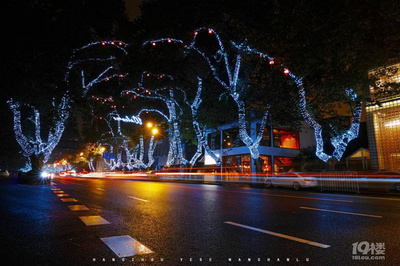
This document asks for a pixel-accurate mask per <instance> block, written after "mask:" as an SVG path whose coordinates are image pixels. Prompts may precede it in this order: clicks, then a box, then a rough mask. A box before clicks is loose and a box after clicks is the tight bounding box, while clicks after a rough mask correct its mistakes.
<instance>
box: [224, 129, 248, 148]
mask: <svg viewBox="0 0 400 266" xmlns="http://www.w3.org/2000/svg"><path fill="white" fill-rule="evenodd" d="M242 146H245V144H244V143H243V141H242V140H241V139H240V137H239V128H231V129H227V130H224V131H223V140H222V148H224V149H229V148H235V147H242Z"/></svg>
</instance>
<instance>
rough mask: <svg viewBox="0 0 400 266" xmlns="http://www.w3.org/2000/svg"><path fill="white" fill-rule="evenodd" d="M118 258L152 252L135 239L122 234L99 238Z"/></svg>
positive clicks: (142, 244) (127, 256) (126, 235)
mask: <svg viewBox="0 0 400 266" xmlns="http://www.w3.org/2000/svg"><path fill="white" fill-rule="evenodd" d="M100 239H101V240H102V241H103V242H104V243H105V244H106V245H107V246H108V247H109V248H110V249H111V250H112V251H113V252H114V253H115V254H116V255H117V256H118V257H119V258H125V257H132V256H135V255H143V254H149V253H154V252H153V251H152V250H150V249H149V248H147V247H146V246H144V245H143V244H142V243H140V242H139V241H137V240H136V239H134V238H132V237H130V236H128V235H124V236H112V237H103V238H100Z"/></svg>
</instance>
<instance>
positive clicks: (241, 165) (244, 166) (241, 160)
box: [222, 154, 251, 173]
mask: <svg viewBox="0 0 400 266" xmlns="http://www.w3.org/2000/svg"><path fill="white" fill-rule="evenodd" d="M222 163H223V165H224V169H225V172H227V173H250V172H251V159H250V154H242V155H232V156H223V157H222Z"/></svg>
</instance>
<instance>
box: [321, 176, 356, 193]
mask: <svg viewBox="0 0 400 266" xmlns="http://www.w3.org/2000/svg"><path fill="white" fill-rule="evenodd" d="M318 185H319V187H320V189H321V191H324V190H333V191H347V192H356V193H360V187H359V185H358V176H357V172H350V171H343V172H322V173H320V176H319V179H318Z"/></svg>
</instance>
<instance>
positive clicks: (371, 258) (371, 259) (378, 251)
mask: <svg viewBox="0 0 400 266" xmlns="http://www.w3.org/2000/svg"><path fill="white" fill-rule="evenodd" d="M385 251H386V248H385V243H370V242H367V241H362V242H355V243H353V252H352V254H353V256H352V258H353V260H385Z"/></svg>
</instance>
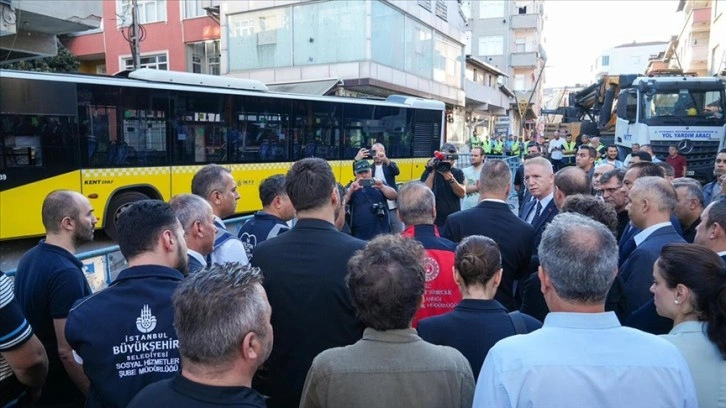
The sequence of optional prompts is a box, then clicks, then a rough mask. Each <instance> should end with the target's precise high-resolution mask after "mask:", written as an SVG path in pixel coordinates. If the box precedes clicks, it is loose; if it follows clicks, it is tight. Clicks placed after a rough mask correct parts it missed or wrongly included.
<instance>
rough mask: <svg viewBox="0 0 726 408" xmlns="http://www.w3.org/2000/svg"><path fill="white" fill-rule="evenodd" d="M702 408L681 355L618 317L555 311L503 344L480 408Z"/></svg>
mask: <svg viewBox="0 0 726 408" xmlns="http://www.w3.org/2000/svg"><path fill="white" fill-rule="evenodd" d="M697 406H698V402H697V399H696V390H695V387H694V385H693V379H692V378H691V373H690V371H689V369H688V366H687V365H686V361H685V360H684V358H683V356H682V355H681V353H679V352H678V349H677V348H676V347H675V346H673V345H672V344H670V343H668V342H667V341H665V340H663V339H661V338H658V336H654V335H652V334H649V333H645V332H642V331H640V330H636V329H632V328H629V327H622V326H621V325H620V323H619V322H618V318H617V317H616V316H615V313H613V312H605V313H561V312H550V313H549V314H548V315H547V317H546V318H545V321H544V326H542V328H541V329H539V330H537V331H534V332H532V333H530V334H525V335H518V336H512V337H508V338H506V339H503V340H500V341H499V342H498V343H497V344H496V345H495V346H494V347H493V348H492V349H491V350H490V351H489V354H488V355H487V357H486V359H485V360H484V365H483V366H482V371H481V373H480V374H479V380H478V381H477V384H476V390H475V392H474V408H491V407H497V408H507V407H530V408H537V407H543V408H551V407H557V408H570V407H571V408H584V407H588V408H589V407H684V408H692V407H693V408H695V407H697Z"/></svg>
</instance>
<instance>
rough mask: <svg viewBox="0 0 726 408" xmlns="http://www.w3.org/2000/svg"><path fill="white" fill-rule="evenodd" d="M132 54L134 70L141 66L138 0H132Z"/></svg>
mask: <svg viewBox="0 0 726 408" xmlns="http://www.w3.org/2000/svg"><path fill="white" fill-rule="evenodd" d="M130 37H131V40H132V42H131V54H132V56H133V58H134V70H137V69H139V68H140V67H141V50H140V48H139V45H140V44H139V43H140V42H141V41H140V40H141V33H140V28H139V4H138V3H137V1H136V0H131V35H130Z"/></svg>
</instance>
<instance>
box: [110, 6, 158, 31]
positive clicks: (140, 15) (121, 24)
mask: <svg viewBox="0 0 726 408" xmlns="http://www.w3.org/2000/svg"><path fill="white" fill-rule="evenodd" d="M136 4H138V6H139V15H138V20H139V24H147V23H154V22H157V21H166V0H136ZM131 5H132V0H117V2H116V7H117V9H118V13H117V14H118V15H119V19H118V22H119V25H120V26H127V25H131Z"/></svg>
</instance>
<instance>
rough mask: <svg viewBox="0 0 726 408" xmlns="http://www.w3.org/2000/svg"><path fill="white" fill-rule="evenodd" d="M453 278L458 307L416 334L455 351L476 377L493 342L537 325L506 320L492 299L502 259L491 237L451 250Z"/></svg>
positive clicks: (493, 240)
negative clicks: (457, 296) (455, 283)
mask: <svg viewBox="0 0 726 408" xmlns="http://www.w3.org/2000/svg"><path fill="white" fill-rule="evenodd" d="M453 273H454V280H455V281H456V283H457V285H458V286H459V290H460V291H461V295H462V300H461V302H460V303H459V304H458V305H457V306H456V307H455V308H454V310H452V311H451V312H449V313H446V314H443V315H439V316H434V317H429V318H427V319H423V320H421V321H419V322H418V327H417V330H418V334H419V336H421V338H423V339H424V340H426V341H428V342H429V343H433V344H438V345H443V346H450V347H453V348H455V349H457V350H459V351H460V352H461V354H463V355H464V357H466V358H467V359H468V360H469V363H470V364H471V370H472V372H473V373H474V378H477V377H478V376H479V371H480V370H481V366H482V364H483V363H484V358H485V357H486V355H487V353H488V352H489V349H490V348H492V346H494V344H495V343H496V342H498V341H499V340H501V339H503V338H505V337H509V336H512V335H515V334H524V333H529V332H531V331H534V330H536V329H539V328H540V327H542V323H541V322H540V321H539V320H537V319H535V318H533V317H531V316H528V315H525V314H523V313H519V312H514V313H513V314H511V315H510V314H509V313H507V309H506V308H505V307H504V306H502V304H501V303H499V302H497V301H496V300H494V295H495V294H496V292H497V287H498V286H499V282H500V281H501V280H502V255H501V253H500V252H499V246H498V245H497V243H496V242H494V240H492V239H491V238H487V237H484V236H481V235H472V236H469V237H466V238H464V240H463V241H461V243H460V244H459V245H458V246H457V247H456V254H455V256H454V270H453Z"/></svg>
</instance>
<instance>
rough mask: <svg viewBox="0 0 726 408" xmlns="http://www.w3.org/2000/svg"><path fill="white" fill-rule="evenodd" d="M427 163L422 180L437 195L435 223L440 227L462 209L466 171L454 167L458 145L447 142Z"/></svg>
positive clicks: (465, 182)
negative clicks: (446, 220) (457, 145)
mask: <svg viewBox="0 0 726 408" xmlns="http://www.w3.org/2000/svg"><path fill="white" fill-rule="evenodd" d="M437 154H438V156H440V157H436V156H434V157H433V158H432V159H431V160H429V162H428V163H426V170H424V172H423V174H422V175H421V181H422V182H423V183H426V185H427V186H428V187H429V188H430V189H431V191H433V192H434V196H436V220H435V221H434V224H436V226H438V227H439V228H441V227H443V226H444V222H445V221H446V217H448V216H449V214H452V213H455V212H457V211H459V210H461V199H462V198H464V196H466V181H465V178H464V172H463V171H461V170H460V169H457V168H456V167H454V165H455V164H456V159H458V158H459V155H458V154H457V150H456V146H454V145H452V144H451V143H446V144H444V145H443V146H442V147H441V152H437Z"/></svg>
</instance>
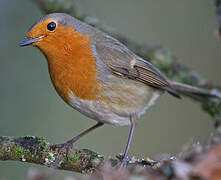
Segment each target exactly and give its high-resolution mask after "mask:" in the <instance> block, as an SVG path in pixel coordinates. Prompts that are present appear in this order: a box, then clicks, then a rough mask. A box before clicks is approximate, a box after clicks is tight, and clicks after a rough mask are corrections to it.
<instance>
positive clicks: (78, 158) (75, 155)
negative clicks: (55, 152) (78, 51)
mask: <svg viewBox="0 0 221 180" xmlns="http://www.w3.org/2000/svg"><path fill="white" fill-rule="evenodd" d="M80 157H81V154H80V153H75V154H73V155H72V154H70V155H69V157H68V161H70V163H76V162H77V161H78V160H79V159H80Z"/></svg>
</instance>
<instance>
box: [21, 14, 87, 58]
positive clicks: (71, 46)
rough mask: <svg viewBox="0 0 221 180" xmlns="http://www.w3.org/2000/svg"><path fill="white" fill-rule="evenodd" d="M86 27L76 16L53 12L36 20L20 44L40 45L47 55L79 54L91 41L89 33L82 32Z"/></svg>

Activity:
The answer must be the lines from the first one in the records through the line containing "258L152 252L135 239L122", copied exactly, with no pictures.

Worked solution:
This document asks for a pixel-accurate mask per <instance> block, written after "mask:" as an SVG path whose coordinates are image pixels. Prompts may precede it in this order: clicks, then a box, then a rough mask. A box before clicks is loose and a box after clicks is the tight bounding box, while clicks after a rough mask correct its mistakes.
<instance>
box: [224, 129, 248, 148]
mask: <svg viewBox="0 0 400 266" xmlns="http://www.w3.org/2000/svg"><path fill="white" fill-rule="evenodd" d="M242 146H245V144H244V143H243V141H242V140H241V139H240V137H239V128H231V129H227V130H224V131H223V140H222V148H224V149H229V148H235V147H242Z"/></svg>
</instance>
<instance>
rough mask: <svg viewBox="0 0 400 266" xmlns="http://www.w3.org/2000/svg"><path fill="white" fill-rule="evenodd" d="M118 258L152 252L135 239L122 234L99 238Z"/></svg>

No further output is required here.